Textauszug:
Brauchen wir einen Zukunftskodex für Führungskräfte, der sie auf gesellschaftlich verantwortungsvolles und nachhaltiges Handeln verpflichtet?
Ein Denkanstoß von Ingo Rütten
„Papi, wenn ich groß bin, möchte ich einmal Managerin werden!“ Ein Satz, den Eltern wahrscheinlich selten hören werden. Polizei, Feuerwehr und Raumfahrt sind nach wie vor Traumziele bei Kindern. Seit Neuestem sind natürlich auch Influencer, YouTube-Stars oder FFF-Aktivist*in auf der Wunschliste. Aber Manager*in gehört nicht zu den Traumberufen der Generation Y – und genießt auch in der Gesamtbevölkerung meist erst dann hohes Ansehen, wenn sie/er auf dem C-Level angekommen ist.
Die unbeachteten Machtzentren
Was in diesem Zusammenhang viel zu stark unterschätzt wird: die Gestaltungskraft, die in ihren Händen liegt. Und das nicht nur im Hinblick auf den Erfolg ihres Arbeitgebers, sondern auf die gesamte Gesellschaft, in der wir leben.

Deine Aufgabe:
Gib aus dem Text über Führungskräfte den Abschnitt zwischen „Brauchen wir einen“ und „C-Level angekommen ist.“, beide eingeschlossen, wortgetreu wieder.

Gesammeltes Material:
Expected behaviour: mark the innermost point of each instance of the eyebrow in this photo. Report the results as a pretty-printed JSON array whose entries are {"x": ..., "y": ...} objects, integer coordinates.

Lösung der Übung:
Brauchen wir einen Zukunftskodex für Führungskräfte, der sie auf gesellschaftlich verantwortungsvolles und nachhaltiges Handeln verpflichtet?
Ein Denkanstoß von Ingo Rütten
„Papi, wenn ich groß bin, möchte ich einmal Managerin werden!“ Ein Satz, den Eltern wahrscheinlich selten hören werden. Polizei, Feuerwehr und Raumfahrt sind nach wie vor Traumziele bei Kindern. Seit Neuestem sind natürlich auch Influencer, YouTube-Stars oder FFF-Aktivist*in auf der Wunschliste. Aber Manager*in gehört nicht zu den Traumberufen der Generation Y – und genießt auch in der Gesamtbevölkerung meist erst dann hohes Ansehen, wenn sie/er auf dem C-Level angekommen ist.